● **TEKS SUMBER**

Hari-hari ini jutaan bendera parpol secara serampangan dan jauh dari etika berdiri atau diikat di mana saja. Di tiang listrik, pagar jalan raya, pohon-pohon, gedung, dan sebagainya. Dari kesemrawutan pemasangan saja sudah memperlihatkan kepada kita jika mereka memang tidak pernah memperhatikan etika dalam berpolitik. Yang ada cuma nafsu berkuasa, agar bisa merampok uang rakyat besar-besaran untuk mengembalikan modal (mahar politik) yang sudah disetor ke parpol masing-masing dalam jumlah miliaran rupiah agar bisa menjadi caleg nomor jadi.
Adalah fakta, untuk menjadi caleg nomor jadi di parpol, maka Anda harus menyetor uang dalam jumlah miliaran kepada pemilik parpol tersebut. Sebab itu, ketika terpilih sebagai aleg, maka prioritas kerjanya adalah berusaha keras mencari uang agar bisa balik modal. Setelah itu mencari modal lagi agar bisa terus jadi aleg
Dari tahun ke tahun, dari pemilu ke pemilu lainnya, rakyat banyak terus-terusan dibohongi oleh parpol dengan jargon-jargon yang indah-indah namun tidak pernah terlaksana. Sejak awal Suharto selalu menyatakan anti korupsi, tapi korupsi di masa kekuasaannya terjadi dengan sangat dahsyat, hingga mengkorup seluruh kekayaan alam negeri ini kepada pemodal Yahudi Internasional. Di era reformasi banyak pihak mengklaim sebagai parpol yang menjunjung tinggi asas kebersihan berpolitik, anti kezaliman, pro rakyat, perduli dengan umat, dan sebagainya dan sebagainya. Namun yang terjadi ternyata sebaliknya.
Kehidupan umat atau rakyat banyak tidak pernah berubah, selalu saja berada dalam kubangan kemiskinan dan kemelaratan, sedangkan orang-orang parpol yang tadinya pengangguran, cuma seorang karyawan biasa, pengamat kelas kacangan, guru yang hanya mampu kredit motor bekas, dan sejenisnya, setelah menjadi pejabat tiba-tiba kehidupannya berubah menjadi makmur dan sangat sejahtera dengan segala fasilitas yang mewah.

● **Data anotasi lokasi objek**

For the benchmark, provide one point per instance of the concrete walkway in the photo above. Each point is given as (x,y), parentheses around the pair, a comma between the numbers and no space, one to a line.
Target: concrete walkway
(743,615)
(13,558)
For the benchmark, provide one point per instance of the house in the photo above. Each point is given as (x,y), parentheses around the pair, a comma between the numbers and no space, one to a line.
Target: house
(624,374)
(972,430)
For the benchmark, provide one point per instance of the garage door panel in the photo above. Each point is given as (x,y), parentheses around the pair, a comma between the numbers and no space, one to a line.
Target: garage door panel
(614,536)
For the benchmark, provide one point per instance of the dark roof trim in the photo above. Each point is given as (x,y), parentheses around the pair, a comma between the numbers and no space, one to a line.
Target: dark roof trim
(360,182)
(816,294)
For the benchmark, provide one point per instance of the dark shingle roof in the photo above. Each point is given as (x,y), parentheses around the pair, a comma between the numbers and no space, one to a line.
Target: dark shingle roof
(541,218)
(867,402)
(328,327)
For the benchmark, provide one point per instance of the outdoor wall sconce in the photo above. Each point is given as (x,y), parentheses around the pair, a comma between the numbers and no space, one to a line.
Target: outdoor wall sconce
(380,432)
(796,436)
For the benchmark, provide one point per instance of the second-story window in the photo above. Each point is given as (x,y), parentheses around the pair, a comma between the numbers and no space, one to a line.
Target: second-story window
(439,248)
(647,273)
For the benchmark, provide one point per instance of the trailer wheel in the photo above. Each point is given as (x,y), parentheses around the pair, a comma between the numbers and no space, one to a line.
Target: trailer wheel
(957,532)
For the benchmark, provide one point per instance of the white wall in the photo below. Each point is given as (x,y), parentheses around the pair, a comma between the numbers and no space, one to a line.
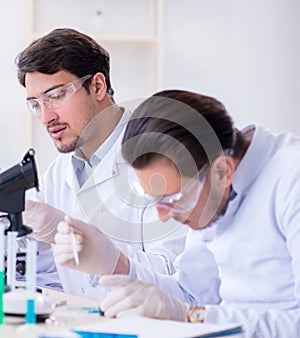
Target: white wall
(245,53)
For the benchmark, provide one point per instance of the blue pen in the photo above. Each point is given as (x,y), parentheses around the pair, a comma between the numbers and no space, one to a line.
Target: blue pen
(85,334)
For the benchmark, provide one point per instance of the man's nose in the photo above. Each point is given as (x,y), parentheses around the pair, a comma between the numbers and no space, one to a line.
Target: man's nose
(47,115)
(164,214)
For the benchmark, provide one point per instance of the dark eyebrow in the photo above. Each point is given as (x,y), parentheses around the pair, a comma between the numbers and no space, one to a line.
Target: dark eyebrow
(47,91)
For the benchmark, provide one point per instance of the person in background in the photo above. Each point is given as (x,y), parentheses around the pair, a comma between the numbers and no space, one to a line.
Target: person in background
(238,192)
(66,75)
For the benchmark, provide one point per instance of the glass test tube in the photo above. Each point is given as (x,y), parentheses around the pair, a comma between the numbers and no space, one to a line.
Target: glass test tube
(11,259)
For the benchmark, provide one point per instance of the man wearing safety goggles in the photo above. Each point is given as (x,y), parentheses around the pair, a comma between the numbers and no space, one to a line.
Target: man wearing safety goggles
(240,190)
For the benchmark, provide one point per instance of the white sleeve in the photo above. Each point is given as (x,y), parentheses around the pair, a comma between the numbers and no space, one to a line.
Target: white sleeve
(272,323)
(158,255)
(196,284)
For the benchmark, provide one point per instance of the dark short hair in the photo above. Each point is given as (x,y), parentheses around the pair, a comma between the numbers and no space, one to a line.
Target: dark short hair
(187,128)
(65,49)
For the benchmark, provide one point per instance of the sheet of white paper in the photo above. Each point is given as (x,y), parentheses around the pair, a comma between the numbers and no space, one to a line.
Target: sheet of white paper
(149,328)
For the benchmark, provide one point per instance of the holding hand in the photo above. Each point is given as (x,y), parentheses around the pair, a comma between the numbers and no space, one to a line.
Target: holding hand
(97,253)
(43,219)
(139,297)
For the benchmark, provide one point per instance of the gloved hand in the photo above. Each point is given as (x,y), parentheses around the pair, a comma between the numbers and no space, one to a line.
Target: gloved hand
(139,297)
(97,253)
(43,219)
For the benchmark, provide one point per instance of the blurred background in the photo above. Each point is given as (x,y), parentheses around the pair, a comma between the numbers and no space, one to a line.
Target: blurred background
(245,53)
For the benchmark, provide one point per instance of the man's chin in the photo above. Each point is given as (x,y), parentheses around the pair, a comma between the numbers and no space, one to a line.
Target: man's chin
(65,148)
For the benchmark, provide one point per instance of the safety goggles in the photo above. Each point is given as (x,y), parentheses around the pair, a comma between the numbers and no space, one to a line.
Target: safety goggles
(181,202)
(56,97)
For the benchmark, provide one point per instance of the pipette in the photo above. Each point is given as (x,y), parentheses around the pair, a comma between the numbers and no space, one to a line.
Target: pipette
(31,280)
(74,249)
(2,271)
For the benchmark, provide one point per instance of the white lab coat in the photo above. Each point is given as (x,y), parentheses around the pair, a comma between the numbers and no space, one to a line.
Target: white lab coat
(105,201)
(256,245)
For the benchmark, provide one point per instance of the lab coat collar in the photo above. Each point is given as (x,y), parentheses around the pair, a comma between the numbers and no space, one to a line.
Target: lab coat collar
(106,169)
(255,158)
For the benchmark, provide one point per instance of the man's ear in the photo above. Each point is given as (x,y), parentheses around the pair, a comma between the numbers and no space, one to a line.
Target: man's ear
(98,86)
(223,169)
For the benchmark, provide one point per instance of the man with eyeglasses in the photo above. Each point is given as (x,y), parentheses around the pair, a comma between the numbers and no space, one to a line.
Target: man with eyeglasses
(66,75)
(239,190)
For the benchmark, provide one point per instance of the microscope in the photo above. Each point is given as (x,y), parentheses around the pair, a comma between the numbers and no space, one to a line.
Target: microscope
(13,184)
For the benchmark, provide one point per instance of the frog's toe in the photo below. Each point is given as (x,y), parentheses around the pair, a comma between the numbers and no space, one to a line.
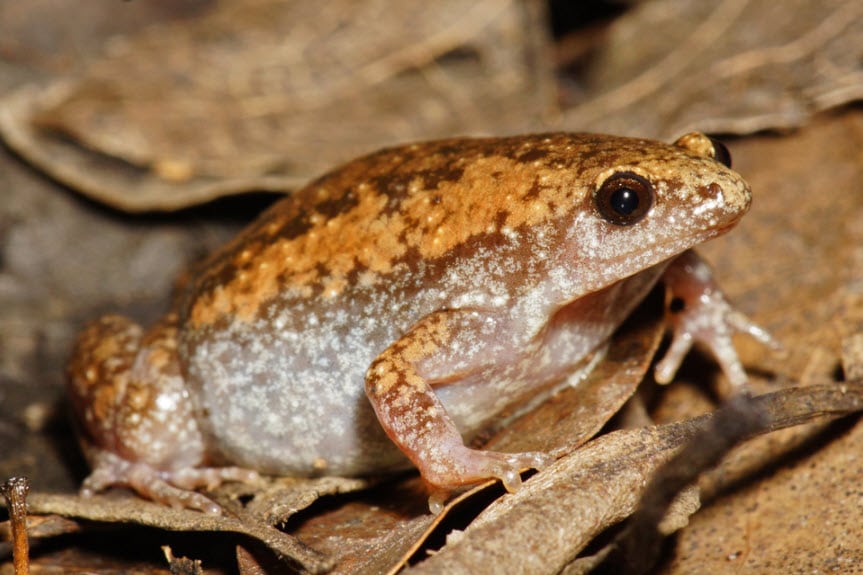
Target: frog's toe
(174,488)
(712,321)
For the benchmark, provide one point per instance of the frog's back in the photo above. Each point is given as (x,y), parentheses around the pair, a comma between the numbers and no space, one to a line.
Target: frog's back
(280,328)
(381,222)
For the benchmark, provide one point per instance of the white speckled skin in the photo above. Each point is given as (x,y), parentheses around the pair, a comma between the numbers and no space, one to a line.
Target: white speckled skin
(400,303)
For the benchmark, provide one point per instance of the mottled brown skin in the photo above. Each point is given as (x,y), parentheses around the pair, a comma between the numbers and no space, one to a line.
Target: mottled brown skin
(397,305)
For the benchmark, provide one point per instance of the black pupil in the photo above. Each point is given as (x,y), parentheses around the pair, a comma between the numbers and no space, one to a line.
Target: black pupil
(624,201)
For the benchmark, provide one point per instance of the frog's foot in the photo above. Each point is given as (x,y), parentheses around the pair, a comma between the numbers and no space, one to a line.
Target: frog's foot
(464,466)
(169,487)
(699,312)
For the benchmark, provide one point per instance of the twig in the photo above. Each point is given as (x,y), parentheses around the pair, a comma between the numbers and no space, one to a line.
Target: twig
(15,491)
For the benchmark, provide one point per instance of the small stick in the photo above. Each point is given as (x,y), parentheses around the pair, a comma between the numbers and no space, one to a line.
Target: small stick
(15,491)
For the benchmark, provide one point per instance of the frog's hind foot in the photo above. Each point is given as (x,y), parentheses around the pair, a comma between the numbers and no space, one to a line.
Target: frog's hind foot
(174,488)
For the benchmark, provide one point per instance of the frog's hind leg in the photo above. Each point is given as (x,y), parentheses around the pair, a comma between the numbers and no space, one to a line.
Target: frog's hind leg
(136,418)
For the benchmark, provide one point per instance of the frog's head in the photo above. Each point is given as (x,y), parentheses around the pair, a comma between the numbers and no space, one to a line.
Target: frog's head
(654,202)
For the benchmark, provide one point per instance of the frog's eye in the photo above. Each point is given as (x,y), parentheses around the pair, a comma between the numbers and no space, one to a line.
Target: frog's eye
(721,153)
(624,198)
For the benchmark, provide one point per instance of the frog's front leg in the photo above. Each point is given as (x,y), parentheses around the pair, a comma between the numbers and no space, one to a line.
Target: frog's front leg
(414,417)
(697,310)
(136,418)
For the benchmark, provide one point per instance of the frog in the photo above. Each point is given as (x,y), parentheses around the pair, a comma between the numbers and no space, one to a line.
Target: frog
(390,311)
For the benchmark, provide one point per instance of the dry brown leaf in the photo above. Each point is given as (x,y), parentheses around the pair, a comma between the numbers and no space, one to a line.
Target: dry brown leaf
(722,66)
(266,94)
(541,528)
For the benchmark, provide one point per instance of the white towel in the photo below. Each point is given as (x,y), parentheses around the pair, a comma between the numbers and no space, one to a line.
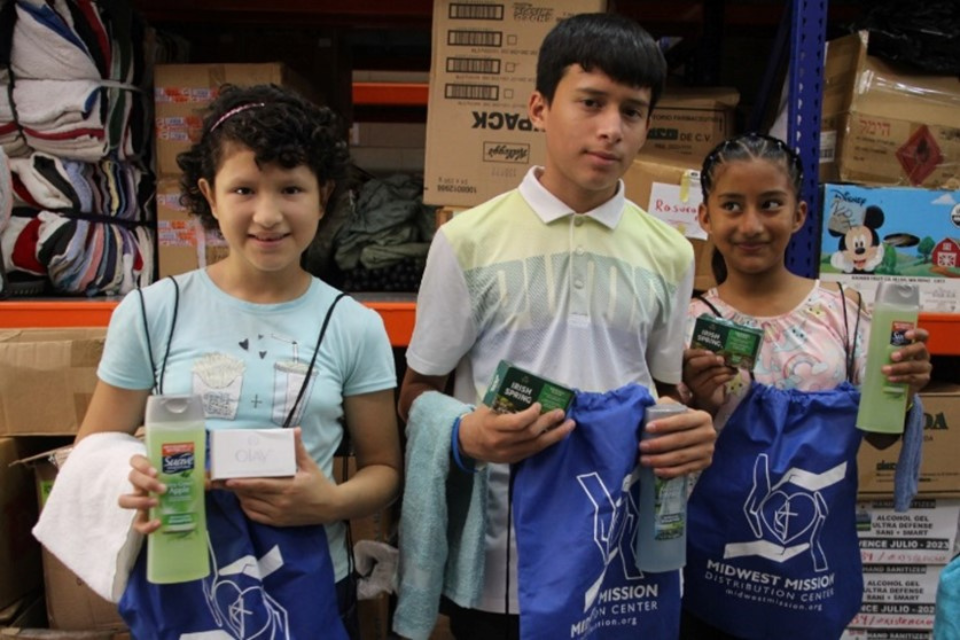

● **TUGAS WAJIB**
Jawab pertanyaan berikut berdasarkan teks tentang partai politik.
1. Di mana saja bendera parpol dipasang menurut teks itu?
2. Apa yang harus dilakukan seseorang agar menjadi caleg nomor jadi?
3. Siapa saja orang-orang parpol sebelum menjadi pejabat menurut teks itu?

● **JAWABAN LATIHAN**
1. Di tiang listrik, pagar jalan raya, pohon-pohon, dan gedung.
2. Menyetor uang dalam jumlah miliaran kepada pemilik parpol tersebut.
3. Pengangguran, karyawan biasa, pengamat kelas kacangan, dan guru yang hanya mampu kredit motor bekas.